## Verilen Görev 1
Altın Portakal haberine göre aşağıdaki soruları yanıtla.
(a) 'Kuzu' filminin yönetmeni kimdir?
(b) Ulusal jürinin başkanı kimdi?
(c) 'Sivas', Antalya'da Jüri Özel Ödülü'nü hangi filmle paylaştı?

#### Sunulan Alıntı

Milliyet Sanat
Milliyet Sanat » Haberler » Sinema » Altın Portakal’ın ardından

Altın Portakal’ın ardından

Altın Portakal’ın ardından20 Ekim 2014 - 10:10 | Kutluğ Ataman'ın yönettiği 'Kuzu', En İyi Film ve En İyi Kadın Oyuncu ödüllerini kazandı.
51. Antalya Altın Portakal Film Festivali, öncesinde ve sırasında yaşanan kriz ve garipliklerle hatırlanacak
NİL KURAL
 
51. Antalya Altın Portakal Film Festivali, önceki gece dağıtılan ödüllerin ardından sonlandı. Yılmaz Erdoğan başkanlığındaki ulusal jürinin kararları arasında en dikkat çekici olanı yarışmanın yapım değerleri açısından kusursuz filmi ‘Sivas’ın geceden önemli bir ödülle dönmemesiydi. Kaan Müjdeci’nin ilk filmi ‘Sivas’, dünya prömiyerini Venedik Film Festivali’nde ana yarışmada yapıp buradan Jüri Özel Ödülü ile dönmesinin ardından yarıştığı Antalya’da finansal karşılığı olmayan Jüri Özel Ödülü’nü ‘Oflu Hoca’yı Aramak - O.H.A.’ ile paylaştı. Küçük başrol oyuncusu Doğan İzci, Behlül Dal Ödülü’nü ‘Kuzu’ filminin küçük oyuncularıyla birlikte aldı ve En İyi Kurgu Ödülü’ne de layık görüldü. Oysa yarışmanın bu başarılı filminin ana ödüllerden birine ulaşacağı tahmin ediliyordu.

########
#### Bu Görevin Listesi

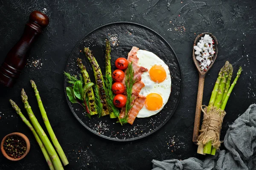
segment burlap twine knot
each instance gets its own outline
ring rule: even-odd
[[[212,146],[218,150],[222,142],[220,141],[220,134],[226,112],[214,106],[202,105],[201,108],[204,113],[204,119],[199,130],[198,144],[204,145],[211,140]]]

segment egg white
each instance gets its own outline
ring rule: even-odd
[[[149,110],[144,105],[137,115],[138,118],[148,117],[159,113],[167,102],[171,94],[171,75],[168,66],[154,54],[145,50],[139,50],[137,52],[137,57],[139,58],[138,65],[148,70],[148,71],[142,74],[141,81],[144,82],[145,86],[141,89],[140,94],[146,97],[150,94],[157,93],[163,98],[163,106],[160,109],[157,110]],[[160,83],[153,81],[149,76],[148,71],[155,65],[161,65],[166,74],[166,79]]]

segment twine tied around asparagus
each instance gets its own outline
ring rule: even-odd
[[[215,106],[202,105],[201,108],[204,113],[204,119],[199,130],[198,144],[204,145],[211,140],[212,146],[218,150],[222,142],[220,141],[220,134],[226,112]]]

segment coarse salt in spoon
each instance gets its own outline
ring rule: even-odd
[[[197,50],[197,54],[195,54],[195,52],[197,51],[195,50],[194,47],[198,45],[198,43],[199,42],[200,40],[202,40],[201,37],[204,37],[205,34],[209,35],[212,39],[212,43],[207,43],[202,47],[201,45],[200,45],[198,48],[202,49],[202,51],[200,51],[198,54],[199,49],[198,48],[197,48],[198,50]],[[201,41],[201,42],[204,42],[205,41]],[[213,45],[213,48],[215,49],[215,51],[211,51],[211,48],[210,46],[212,46],[212,44]],[[207,46],[207,45],[209,45]],[[203,94],[204,93],[204,78],[205,75],[209,71],[210,68],[212,66],[212,65],[214,63],[216,58],[217,58],[217,54],[218,54],[218,41],[216,37],[214,36],[211,33],[208,32],[204,32],[204,33],[200,34],[199,34],[195,40],[194,42],[194,45],[193,46],[193,60],[195,65],[198,70],[199,76],[199,81],[198,82],[198,96],[196,102],[196,108],[195,110],[195,123],[194,124],[194,131],[193,132],[193,139],[192,141],[194,142],[197,142],[197,139],[198,136],[198,133],[199,131],[199,126],[200,124],[200,118],[201,116],[201,106],[202,106],[202,101],[203,100]],[[201,47],[201,48],[200,48]],[[207,49],[206,49],[207,48]],[[209,53],[209,55],[208,56],[209,53],[204,53],[203,51],[203,49],[205,49],[206,51],[211,51]],[[214,52],[213,52],[214,51]],[[212,56],[211,54],[212,53],[214,53],[213,56]],[[206,57],[205,57],[204,56],[204,54]],[[201,56],[199,56],[201,55]],[[201,58],[200,58],[200,57]],[[202,60],[201,61],[201,60]],[[199,61],[198,61],[198,60]],[[207,62],[209,64],[209,61],[210,61],[210,63],[209,65],[207,65]]]

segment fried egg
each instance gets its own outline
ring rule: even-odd
[[[140,94],[146,99],[137,117],[148,117],[159,113],[167,102],[171,94],[171,75],[168,66],[154,53],[139,50],[137,57],[138,65],[148,70],[142,75],[145,86]]]

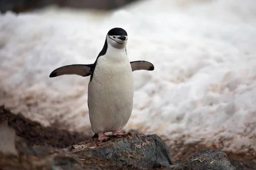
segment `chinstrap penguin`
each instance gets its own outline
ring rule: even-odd
[[[121,132],[130,119],[133,105],[132,72],[152,71],[153,65],[145,61],[130,62],[126,53],[128,36],[120,28],[111,29],[94,63],[63,66],[53,71],[50,77],[64,74],[90,75],[88,89],[90,120],[94,137],[100,141]]]

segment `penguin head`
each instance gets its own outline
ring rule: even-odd
[[[118,49],[125,48],[127,43],[127,33],[121,28],[114,28],[109,30],[107,35],[108,44]]]

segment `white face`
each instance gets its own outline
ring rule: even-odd
[[[116,48],[122,49],[125,47],[128,37],[126,36],[107,35],[108,44]]]

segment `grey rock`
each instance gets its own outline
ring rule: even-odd
[[[156,135],[131,134],[111,137],[106,142],[94,139],[65,150],[82,160],[107,159],[119,166],[156,168],[172,164],[167,145]]]
[[[235,169],[225,153],[215,149],[204,149],[176,161],[164,170],[233,170]]]

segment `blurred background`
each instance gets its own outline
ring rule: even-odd
[[[111,10],[137,0],[1,0],[0,11],[21,12],[55,5],[60,7],[78,9]]]
[[[137,0],[1,0],[0,11],[3,13],[12,11],[16,13],[27,11],[49,5],[78,9],[111,10]]]
[[[44,126],[92,135],[88,77],[108,31],[128,32],[134,97],[124,130],[156,133],[173,159],[201,148],[256,156],[255,0],[1,0],[0,105]]]

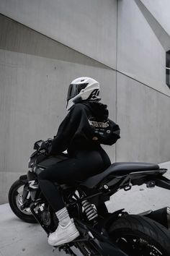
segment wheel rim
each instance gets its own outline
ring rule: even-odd
[[[32,212],[30,210],[30,208],[25,208],[24,209],[22,208],[22,206],[23,205],[23,201],[22,201],[22,192],[23,192],[23,188],[24,185],[22,185],[17,188],[17,189],[15,192],[15,201],[16,201],[16,205],[18,208],[18,209],[22,213],[24,213],[27,216],[32,215]]]
[[[123,234],[115,238],[119,247],[130,256],[163,256],[163,249],[141,235]]]

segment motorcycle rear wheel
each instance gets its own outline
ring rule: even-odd
[[[109,234],[129,256],[170,255],[170,231],[146,217],[122,216],[112,223]]]
[[[30,223],[35,223],[37,221],[31,213],[29,208],[22,210],[21,206],[22,205],[22,194],[23,191],[24,184],[23,182],[17,179],[9,191],[8,200],[9,205],[13,213],[22,221]]]

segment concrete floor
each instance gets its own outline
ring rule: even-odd
[[[161,164],[168,168],[166,175],[170,179],[170,162]],[[169,190],[158,187],[148,189],[146,186],[134,187],[129,192],[120,191],[107,202],[109,211],[125,208],[129,213],[140,213],[149,209],[170,206]],[[38,224],[24,223],[16,217],[9,204],[0,205],[0,256],[66,255],[48,244],[47,236]],[[80,255],[80,254],[79,254]]]

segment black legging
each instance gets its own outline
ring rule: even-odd
[[[62,197],[53,182],[67,184],[82,181],[104,171],[110,165],[105,151],[81,150],[74,158],[68,158],[48,167],[38,175],[42,192],[55,212],[65,207]]]

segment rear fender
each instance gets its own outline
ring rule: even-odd
[[[170,180],[164,176],[155,179],[156,186],[162,187],[166,189],[170,189]]]
[[[139,215],[151,218],[170,230],[170,208],[169,207],[165,207],[156,210],[150,210],[139,213]]]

########

## Verilen Görev 2
Listede "segment rear fender" ifadesinin geçtiği satırdan listenin sonuna kadar her şeyi, bu iki uç da dahil olmak üzere, hiçbir değişiklik yapmadan tekrar yaz.

## Çözümlü Yanıt 1
(a) Kutluğ Ataman
(b) Yılmaz Erdoğan
(c) 'Oflu Hoca'yı Aramak - O.H.A.'

## Çözümlü Yanıt 2
segment rear fender
each instance gets its own outline
ring rule: even-odd
[[[170,180],[164,176],[155,179],[156,186],[162,187],[166,189],[170,189]]]
[[[139,215],[151,218],[170,230],[170,208],[169,207],[165,207],[156,210],[150,210],[139,213]]]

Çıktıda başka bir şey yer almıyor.